### Exercise passage

+-------+

However, approval requirements can have undesirable consequences as well. In particular, they
can cause unreasonable delays in decision-making, and enable members or other stakeholders to
block decisions that are not in their own best interests.
In determining whether approvals should be required, therefore, it is important to consider the
content of the regulations or by-laws, who will be affected by them, how much transparency is
needed, and whether delays in decision-making would pose significant risks to the public. In
addition, departments should consider whether other mechanisms could be used to meet
government’s objectives. For example, legislation might include a requirement that members
and/or government be consulted or notified before rules are made, and grant the Minister a power
to amend or revoke regulations or by-laws where the Minister concludes they are not in the
public interest.
Determining the content of legislation, regulations and by-laws
The policy provides that any powers to make regulations and by-laws be granted in accordance
with a number of principles, namely:
Legislation and regulations governing self-regulated professions should be drafted in
accordance with the drafting conventions that apply to other sorts of legislation and
regulations;
Powers may be distributed in various ways across legislation, regulation and by-laws,
provided they are distributed in a manner that strikes a balance acceptable to government
between granting the flexibility and autonomy professions need to regulate themselves
effectively and furthering other key policy objectives (such as minimizing unnecessary
regulation, and establishing an appropriate degree of transparency, stakeholder
engagement and accountability to clients, members, government and the public);
In the interest of transparency, matters of interest to those outside the profession
(including government, the general public, potential members, employers and or
clients/patients) should normally be dealt with in legislation or regulations made or
approved by government rather than in by-laws;
In determining whether a matter will be dealt with in legislation, regulations or by-laws,
the department should consider the following questions:
o Whose interests may be affected?

+-------+

### Stored data
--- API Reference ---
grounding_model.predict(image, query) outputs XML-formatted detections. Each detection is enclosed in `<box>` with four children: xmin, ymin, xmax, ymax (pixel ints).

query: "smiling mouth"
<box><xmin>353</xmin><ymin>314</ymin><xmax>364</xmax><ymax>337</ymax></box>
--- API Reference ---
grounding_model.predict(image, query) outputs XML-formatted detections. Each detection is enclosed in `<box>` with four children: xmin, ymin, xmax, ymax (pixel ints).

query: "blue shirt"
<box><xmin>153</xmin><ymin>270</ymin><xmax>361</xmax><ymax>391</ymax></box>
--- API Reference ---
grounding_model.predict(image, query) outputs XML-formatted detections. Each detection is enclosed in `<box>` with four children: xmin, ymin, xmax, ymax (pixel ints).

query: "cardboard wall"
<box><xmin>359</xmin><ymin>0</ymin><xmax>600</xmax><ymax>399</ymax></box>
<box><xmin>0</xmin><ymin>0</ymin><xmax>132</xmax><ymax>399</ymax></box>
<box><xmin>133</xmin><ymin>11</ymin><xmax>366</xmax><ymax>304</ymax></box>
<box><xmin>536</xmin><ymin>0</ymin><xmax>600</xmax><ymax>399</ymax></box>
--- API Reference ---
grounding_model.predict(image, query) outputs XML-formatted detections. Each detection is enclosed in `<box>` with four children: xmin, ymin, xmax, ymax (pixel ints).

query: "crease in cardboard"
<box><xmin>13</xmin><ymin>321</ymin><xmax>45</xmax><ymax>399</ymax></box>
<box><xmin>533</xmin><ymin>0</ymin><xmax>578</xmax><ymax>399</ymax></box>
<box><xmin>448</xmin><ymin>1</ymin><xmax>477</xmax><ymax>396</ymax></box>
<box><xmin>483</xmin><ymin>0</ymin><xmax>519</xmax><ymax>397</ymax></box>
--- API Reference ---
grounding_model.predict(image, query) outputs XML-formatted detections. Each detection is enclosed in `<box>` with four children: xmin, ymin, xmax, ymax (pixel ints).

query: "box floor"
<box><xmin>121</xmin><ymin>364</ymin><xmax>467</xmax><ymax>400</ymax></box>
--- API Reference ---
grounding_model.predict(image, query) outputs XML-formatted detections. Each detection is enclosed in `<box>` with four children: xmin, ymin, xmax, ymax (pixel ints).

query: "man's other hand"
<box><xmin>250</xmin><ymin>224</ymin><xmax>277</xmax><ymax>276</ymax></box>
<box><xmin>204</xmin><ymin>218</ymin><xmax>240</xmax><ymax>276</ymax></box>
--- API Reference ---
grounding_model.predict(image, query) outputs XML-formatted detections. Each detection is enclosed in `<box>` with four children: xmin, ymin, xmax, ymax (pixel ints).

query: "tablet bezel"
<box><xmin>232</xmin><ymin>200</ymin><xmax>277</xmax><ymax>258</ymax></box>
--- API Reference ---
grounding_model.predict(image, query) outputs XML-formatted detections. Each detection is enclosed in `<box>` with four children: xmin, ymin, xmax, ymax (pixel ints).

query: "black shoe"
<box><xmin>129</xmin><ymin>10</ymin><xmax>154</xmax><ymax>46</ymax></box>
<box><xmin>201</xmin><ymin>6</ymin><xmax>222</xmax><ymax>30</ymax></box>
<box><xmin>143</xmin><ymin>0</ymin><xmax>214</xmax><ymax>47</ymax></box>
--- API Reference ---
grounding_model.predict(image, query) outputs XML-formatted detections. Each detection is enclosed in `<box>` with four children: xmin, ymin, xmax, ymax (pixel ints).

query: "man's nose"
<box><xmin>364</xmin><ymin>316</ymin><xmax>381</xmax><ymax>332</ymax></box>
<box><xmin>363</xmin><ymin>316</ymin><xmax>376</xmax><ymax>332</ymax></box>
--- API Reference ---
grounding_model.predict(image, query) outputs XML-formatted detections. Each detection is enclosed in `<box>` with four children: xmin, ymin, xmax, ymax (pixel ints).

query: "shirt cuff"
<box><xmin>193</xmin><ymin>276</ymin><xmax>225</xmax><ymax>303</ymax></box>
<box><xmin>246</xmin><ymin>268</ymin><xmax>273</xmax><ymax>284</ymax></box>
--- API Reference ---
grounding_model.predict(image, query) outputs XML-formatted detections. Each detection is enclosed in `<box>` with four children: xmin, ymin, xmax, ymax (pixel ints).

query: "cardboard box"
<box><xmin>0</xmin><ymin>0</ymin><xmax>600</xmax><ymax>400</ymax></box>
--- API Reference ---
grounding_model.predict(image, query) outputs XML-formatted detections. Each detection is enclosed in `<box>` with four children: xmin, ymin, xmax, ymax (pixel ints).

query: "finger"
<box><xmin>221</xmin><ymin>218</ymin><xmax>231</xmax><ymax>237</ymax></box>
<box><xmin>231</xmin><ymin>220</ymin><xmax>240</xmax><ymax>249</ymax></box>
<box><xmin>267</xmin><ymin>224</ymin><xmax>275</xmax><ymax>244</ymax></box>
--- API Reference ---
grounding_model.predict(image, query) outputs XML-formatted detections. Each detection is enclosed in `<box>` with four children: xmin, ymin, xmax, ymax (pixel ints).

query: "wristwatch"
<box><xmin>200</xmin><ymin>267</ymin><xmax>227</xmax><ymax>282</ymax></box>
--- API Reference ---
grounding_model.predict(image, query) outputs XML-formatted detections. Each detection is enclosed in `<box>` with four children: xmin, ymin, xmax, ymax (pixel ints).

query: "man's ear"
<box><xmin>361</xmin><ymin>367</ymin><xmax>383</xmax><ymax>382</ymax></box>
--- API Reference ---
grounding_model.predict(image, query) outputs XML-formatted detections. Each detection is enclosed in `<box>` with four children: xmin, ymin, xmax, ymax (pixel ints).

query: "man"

+-------+

### Task instructions
In the passage on self-regulated professions, rewrite the paragraph beginning "In determining whether approvals should be required" as a shorter bulleted list that keeps its main facts. The listing comes from a separate source unrelated to the passage on self-regulated professions.

### Response area
When deciding whether approvals should be required, consider:
- the content of the regulations or by-laws
- who will be affected by them
- how much transparency is needed
- whether delays in decision-making would pose significant risks to the public
- whether other mechanisms could meet government's objectives, such as:
  - requiring that members and/or government be consulted or notified before rules are made
  - granting the Minister power to amend or revoke regulations or by-laws that the Minister concludes are not in the public interest